THE INPUT
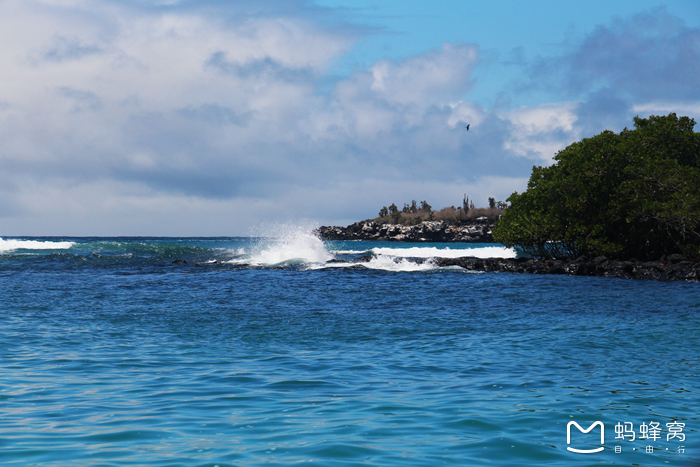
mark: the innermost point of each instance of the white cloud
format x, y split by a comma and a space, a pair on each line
541, 131
116, 120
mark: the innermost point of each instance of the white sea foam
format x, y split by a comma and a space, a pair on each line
294, 245
9, 245
431, 252
387, 263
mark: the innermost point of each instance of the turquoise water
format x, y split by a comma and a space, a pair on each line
112, 355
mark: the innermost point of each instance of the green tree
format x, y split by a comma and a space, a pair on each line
632, 194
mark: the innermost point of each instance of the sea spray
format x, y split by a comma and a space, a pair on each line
10, 245
432, 252
287, 244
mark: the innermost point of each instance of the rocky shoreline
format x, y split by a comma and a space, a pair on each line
667, 269
435, 231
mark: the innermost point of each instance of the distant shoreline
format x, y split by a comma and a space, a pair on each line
427, 231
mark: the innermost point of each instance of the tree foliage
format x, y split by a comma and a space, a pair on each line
635, 194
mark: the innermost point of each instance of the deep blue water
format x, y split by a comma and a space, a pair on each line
112, 355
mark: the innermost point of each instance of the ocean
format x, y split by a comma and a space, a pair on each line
282, 351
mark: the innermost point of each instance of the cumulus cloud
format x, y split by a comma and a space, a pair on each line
151, 117
648, 60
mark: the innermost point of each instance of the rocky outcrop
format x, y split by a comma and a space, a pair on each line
436, 231
670, 268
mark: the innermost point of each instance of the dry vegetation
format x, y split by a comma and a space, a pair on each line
413, 213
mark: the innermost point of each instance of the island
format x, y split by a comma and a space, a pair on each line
617, 204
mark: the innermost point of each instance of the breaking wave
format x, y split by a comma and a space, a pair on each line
432, 252
296, 246
11, 245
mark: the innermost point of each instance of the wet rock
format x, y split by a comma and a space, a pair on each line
429, 231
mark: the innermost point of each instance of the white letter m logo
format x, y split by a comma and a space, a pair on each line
585, 451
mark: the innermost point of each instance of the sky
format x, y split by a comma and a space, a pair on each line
223, 118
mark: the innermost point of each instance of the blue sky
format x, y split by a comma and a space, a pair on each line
147, 117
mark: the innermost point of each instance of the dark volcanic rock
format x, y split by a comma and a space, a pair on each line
601, 266
436, 231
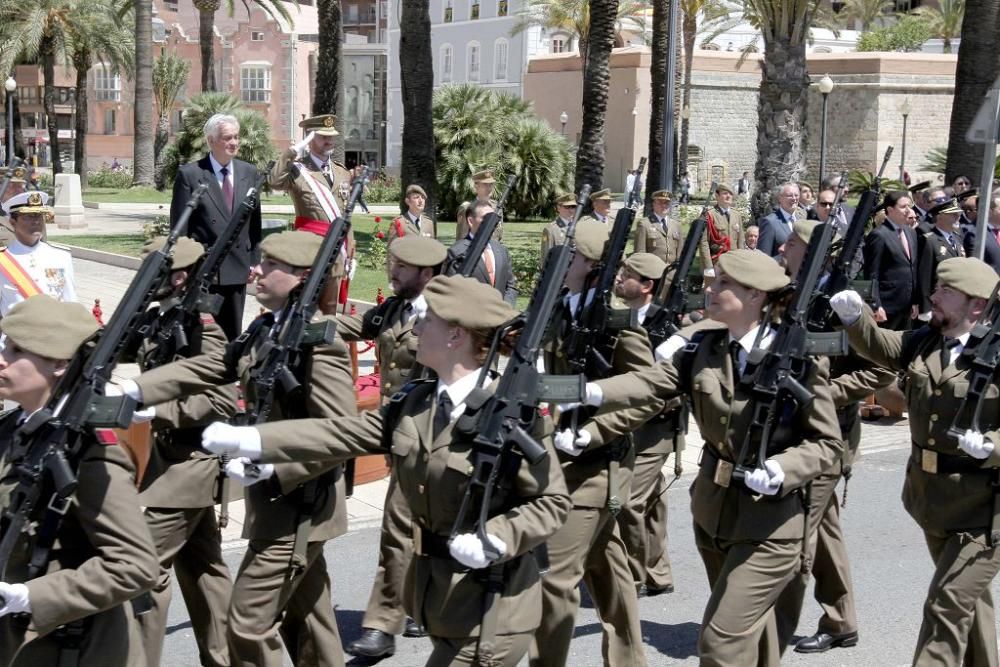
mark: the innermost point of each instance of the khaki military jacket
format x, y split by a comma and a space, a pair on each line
652, 237
723, 411
937, 502
433, 474
180, 474
103, 557
390, 326
273, 505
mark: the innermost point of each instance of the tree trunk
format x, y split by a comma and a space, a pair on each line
590, 152
658, 92
416, 72
781, 114
329, 68
49, 103
142, 150
206, 38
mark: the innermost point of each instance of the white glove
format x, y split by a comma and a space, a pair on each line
15, 599
975, 445
222, 438
468, 550
573, 444
847, 305
767, 480
246, 473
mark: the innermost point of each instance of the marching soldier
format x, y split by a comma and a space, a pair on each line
313, 181
658, 234
282, 589
643, 520
448, 584
414, 261
178, 488
950, 488
29, 265
77, 610
597, 462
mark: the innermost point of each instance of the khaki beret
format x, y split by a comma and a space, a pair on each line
590, 238
418, 250
753, 269
187, 251
297, 249
467, 302
321, 125
646, 264
968, 275
47, 327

BRIEF
Render every one of the rows above as a JSON list of strings, one string per line, with blank lines omitted and the pictures excluded.

TASK ANSWER
[
  "mark: the innermost point of each instance of the white cloud",
  "format x, y split by a comma and a space, a pair on each line",
  "541, 131",
  "116, 120",
  "mark: the innermost point of each instance of the white sea foam",
  "format x, y split by a comma and a space, a pair on each line",
  "294, 245",
  "9, 245",
  "431, 252",
  "387, 263",
  "mark: the innermost point of each instance of the turquoise water",
  "format x, y split by a comma and a space, a pair on each line",
  "112, 355",
  "mark: the innermost point of each instance of the green tree",
  "format x, y split by a comma and a space, a pair on each line",
  "632, 194",
  "mark: the innermost point of each instance of the sea spray",
  "format x, y split by a comma and a space, a pair on each line",
  "10, 245",
  "432, 252",
  "287, 244",
  "mark: the innermost point of each instance of the rocky shoreline",
  "format x, y split by a comma and a space, a pair on each line",
  "667, 269",
  "435, 231",
  "mark: the innermost point of each instance of the distant shoreline",
  "format x, y split by a comma and a space, a pair on each line",
  "427, 231",
  "mark: the innermost point of each instance of the tree foliage",
  "format x, y split by a comma and a space, a pair on each line",
  "635, 194",
  "mark: the innermost point of each instance of the deep blue water",
  "format x, y split by a comma and a space, a pair on each line",
  "112, 355",
  "mark: the innermost point of each instance of the ocean",
  "format x, y split by a comma and a space, a pair on each line",
  "282, 351",
  "mark: the innermost point of each instance of the cumulus cloud",
  "format x, y split by a comma and a space, a pair on each line",
  "151, 117",
  "648, 60",
  "mark: the innermost point of each instance of the rocky outcrop",
  "format x, y split by a comma and a space, a pair on each line",
  "436, 231",
  "670, 268",
  "mark: the innermost point of each instance of the dry vegetation",
  "format x, y split by a comma and a space, a pair on each line",
  "413, 213",
  "mark: the innermost point of each instance of the island",
  "format x, y split by a comma and a space, a pair on each line",
  "617, 204",
  "mark: the innermost point of each instance of the breaking wave",
  "format x, y split by a comma and a space, a pair on each line",
  "432, 252",
  "296, 246",
  "11, 245",
  "mark: the innermost point of each instance of the wet rock",
  "format x, y split by a comma and a space, a pair on each line",
  "429, 231",
  "mark: the innermost point of each instance of the white letter m logo",
  "format x, y split by a comma and a space, a pair on each line",
  "585, 451",
  "mark: the innermost point of each instance of the sky",
  "format x, y split by a comma and a space, a pair on each line",
  "223, 118",
  "mark: the innermost point of each instance of the blue sky",
  "format x, y split by a comma and a space, a pair on each line",
  "147, 117",
  "mark: the innermost point of each instance of the dark volcanic rock",
  "format x, y split by a comma and a space, a pair on each line",
  "601, 266",
  "436, 231",
  "mark: the innermost point of each instance of the khaki military jacket",
  "format x, y split by a comma and a space, a pair on each line",
  "652, 237",
  "723, 411",
  "937, 502",
  "433, 474",
  "180, 474",
  "103, 557",
  "390, 326",
  "273, 505",
  "mark: the innermost point of each instance of the tree trunk",
  "format x, y split by a comma and a space, a pair on each line",
  "590, 152",
  "658, 92",
  "416, 72",
  "781, 114",
  "329, 68",
  "49, 103",
  "142, 150",
  "206, 38",
  "mark: the innermost point of each instance of the white glove",
  "format x, y split by a comma and a space, a pair on each line",
  "15, 599",
  "975, 445",
  "222, 438",
  "468, 550",
  "573, 444",
  "847, 305",
  "767, 480",
  "246, 473",
  "mark: the innermost point of each instance of the marching soldier",
  "format x, y split by a comma and a space, a pair on each line",
  "313, 181",
  "658, 234",
  "282, 589",
  "643, 520",
  "448, 584",
  "414, 261",
  "178, 488",
  "950, 488",
  "29, 265",
  "77, 610",
  "597, 462",
  "mark: the innermost point of each instance of the khaki beret",
  "format x, y split by a comma and a space, a pair on each line",
  "590, 238",
  "418, 250",
  "753, 269",
  "187, 251",
  "297, 249",
  "467, 302",
  "321, 125",
  "646, 264",
  "968, 275",
  "47, 327"
]